- SOBRE A TAREFA -
Prossiga, por favor, o texto sobre os constrangimentos no combate à malária a partir da última frase apresentada.

- TEXTO DE ESTUDO -
════════════════════
Alguns dos restantes constrangimentos podem ser encontrados pela falta de técnicos de laboratório de análises clínicas, que em muitos hospitais municipais e provinciais apenas existe um técnico que fica de dia e outro que fica de noite, causando um extremo cansaço e provando a incapacidade de garantir qualidade e celeridade dos resultados dos testes que muitas vezes levam mais de 10 horas para serem entregues. De igual forma, é confrangedora a incapacidade de muitas pessoas perceberem, de forma eficaz e com segurança, como tomar Coartem. A existência de uma parte considerável da população, que infelizmente não foi incluída e por isso é pouco escolarizada ou analfabeta, impede que o medicamento seja tomado devidamente, contribuindo, assim, para o agravamento da doença. E, por último, quero salientar a ineficaz ou ausente informação, educação e comunicação públicas sobre a prevenção da malária e o seu tratamento, feitas de forma sistemática e didáctica para serem susceptíveis de ser compreendidas por todos os cidadãos.
════════════════════
[Dados de localização de pontos em imagens]
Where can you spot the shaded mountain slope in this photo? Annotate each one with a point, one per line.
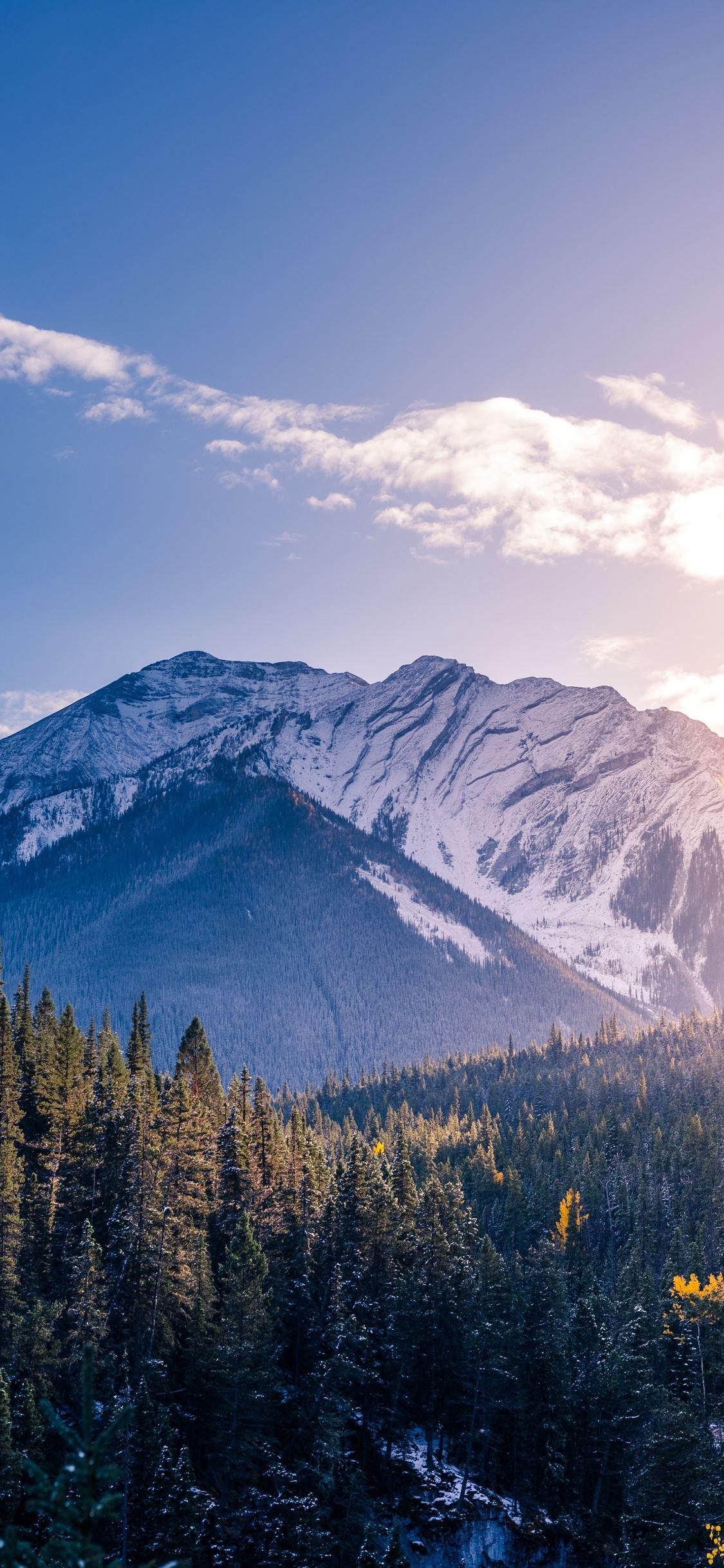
(237, 897)
(593, 825)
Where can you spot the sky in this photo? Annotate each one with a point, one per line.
(358, 331)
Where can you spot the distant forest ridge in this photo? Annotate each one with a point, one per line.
(237, 897)
(505, 1266)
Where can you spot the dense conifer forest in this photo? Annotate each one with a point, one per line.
(228, 1319)
(240, 899)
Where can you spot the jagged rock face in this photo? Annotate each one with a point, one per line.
(589, 824)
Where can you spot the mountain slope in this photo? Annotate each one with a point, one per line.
(303, 944)
(589, 824)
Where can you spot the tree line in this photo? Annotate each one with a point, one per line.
(513, 1258)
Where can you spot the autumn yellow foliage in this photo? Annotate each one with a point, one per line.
(692, 1299)
(570, 1217)
(717, 1545)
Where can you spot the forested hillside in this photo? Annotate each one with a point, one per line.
(506, 1266)
(240, 899)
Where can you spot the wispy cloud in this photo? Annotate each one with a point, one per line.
(116, 408)
(33, 355)
(618, 649)
(283, 538)
(649, 394)
(541, 485)
(226, 449)
(690, 692)
(19, 709)
(334, 502)
(261, 477)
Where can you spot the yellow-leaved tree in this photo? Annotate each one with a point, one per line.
(571, 1218)
(693, 1307)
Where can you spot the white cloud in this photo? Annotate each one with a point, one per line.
(541, 485)
(334, 502)
(690, 692)
(284, 538)
(611, 649)
(116, 408)
(226, 449)
(647, 393)
(19, 709)
(35, 353)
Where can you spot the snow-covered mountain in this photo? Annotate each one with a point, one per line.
(593, 825)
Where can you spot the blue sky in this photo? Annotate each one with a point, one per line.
(492, 229)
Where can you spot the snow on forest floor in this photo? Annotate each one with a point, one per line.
(433, 926)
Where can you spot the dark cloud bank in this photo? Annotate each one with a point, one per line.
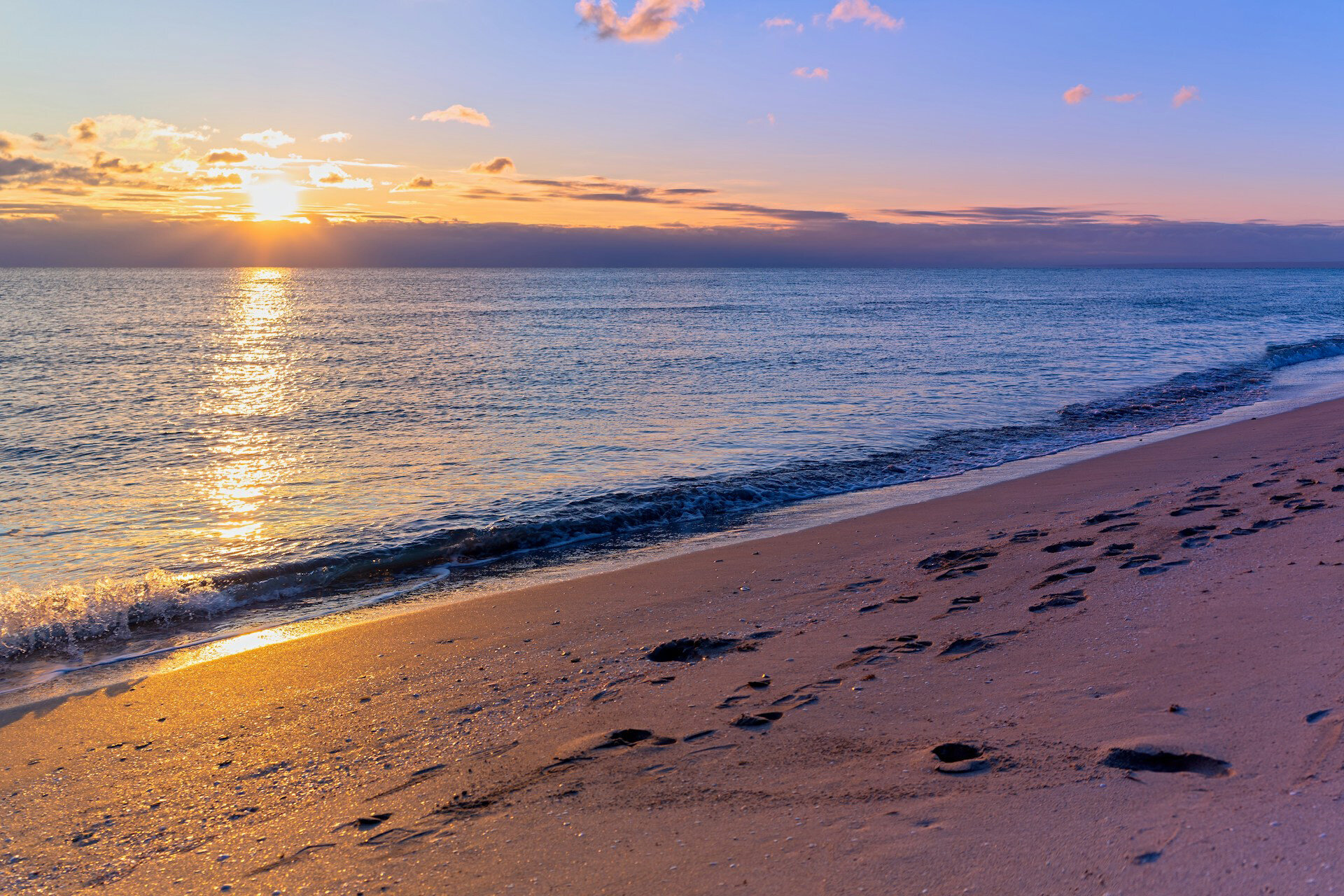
(130, 241)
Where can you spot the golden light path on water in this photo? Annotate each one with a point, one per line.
(251, 383)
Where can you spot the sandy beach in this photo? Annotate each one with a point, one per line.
(1121, 676)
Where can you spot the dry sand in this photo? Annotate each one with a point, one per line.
(1136, 671)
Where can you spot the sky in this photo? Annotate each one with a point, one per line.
(787, 117)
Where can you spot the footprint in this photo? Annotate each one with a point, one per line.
(958, 760)
(961, 648)
(1062, 577)
(1236, 532)
(757, 720)
(1062, 599)
(705, 647)
(955, 558)
(1068, 546)
(1164, 567)
(910, 644)
(1194, 508)
(1107, 517)
(958, 573)
(1164, 762)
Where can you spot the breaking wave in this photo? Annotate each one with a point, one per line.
(67, 614)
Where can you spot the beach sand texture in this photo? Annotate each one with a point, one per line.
(1121, 676)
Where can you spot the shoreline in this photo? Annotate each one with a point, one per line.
(493, 735)
(58, 681)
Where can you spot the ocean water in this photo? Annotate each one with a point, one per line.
(179, 448)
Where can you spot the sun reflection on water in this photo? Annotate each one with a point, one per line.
(251, 383)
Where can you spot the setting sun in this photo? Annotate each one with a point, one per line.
(273, 199)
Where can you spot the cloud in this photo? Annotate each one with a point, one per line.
(232, 179)
(270, 139)
(102, 162)
(1184, 96)
(85, 132)
(493, 167)
(414, 183)
(866, 13)
(457, 112)
(52, 234)
(30, 171)
(223, 158)
(132, 132)
(1075, 96)
(799, 216)
(650, 20)
(1019, 216)
(332, 175)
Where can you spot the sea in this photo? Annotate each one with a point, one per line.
(191, 454)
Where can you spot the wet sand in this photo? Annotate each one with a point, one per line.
(1121, 676)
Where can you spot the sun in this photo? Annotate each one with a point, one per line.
(273, 199)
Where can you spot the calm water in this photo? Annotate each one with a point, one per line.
(185, 442)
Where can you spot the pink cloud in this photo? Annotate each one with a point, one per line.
(866, 13)
(1184, 96)
(650, 20)
(457, 112)
(1075, 96)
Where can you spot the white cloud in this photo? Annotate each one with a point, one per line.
(866, 13)
(496, 166)
(1186, 94)
(1077, 94)
(331, 175)
(270, 139)
(134, 132)
(457, 112)
(650, 20)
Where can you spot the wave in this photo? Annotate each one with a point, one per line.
(67, 614)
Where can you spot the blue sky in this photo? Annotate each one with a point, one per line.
(961, 106)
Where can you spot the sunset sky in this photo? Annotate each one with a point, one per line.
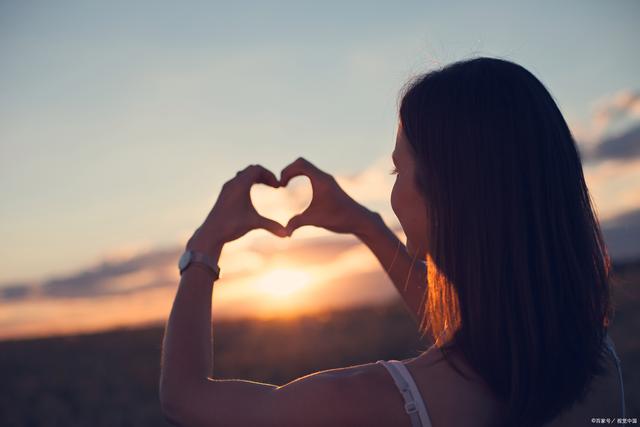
(119, 123)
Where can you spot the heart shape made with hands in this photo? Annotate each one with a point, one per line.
(281, 204)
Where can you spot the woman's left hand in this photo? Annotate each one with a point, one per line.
(233, 214)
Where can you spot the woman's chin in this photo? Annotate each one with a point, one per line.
(414, 252)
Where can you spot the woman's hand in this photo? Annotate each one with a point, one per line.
(233, 214)
(330, 208)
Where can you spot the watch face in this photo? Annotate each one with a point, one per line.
(184, 259)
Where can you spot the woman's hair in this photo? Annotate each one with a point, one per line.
(518, 272)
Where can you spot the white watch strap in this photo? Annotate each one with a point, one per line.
(205, 259)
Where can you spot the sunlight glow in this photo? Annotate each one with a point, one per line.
(283, 282)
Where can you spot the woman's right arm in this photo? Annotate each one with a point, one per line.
(408, 274)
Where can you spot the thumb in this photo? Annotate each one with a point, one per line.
(272, 226)
(295, 222)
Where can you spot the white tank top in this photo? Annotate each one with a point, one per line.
(415, 406)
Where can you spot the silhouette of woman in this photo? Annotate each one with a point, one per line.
(514, 285)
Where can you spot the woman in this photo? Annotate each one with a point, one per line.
(514, 286)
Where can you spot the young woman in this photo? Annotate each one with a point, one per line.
(514, 285)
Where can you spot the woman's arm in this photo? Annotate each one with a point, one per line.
(187, 355)
(408, 274)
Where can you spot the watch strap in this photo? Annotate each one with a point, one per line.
(207, 260)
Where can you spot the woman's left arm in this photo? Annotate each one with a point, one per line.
(187, 355)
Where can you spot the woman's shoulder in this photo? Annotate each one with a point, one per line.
(445, 391)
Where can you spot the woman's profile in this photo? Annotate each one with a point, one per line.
(514, 284)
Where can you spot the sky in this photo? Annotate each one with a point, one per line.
(119, 123)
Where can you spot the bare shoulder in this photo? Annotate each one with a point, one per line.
(355, 395)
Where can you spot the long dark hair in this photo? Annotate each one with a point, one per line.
(518, 272)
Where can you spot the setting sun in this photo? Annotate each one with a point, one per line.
════════════════════
- RESPOSTA DO EXERCÍCIO -
A malária é um grande problema. As suas complicações são sempre graves e podem não ser sempre mortais, mas podem incapacitar qualquer um que não tenha um diagnóstico e um tratamento atempado. Um país que não assuma a responsabilidade de um combate consciente e eficaz dum problema com esta dimensão estará apenas a desperdiçar os recursos que não temos, fingindo que existe uma luta que na verdade sairá sempre derrotada. A malária tem de ser uma prioridade, uma emergência e tem de garantir que os recursos alocados não tenham o efeito curita, mas que resolvam as causas e não a consequência. A maioria dos custos de tratamento da malária é suportada pelas famílias e isto é uma negação ao Direito à Saúde a uma parte significativa da população que não tem sequer dinheiro para fazer uma refeição decente por dia.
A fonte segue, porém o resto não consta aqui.